What is asked -
Write out every record below, keeping each character unchanged.

== Dataset records ==

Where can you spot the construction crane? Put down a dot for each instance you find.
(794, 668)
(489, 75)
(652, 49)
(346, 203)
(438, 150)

===

Task answer -
Where can you spot the construction crane? Put down a dot for each instance you find.
(794, 668)
(489, 75)
(652, 49)
(346, 203)
(438, 150)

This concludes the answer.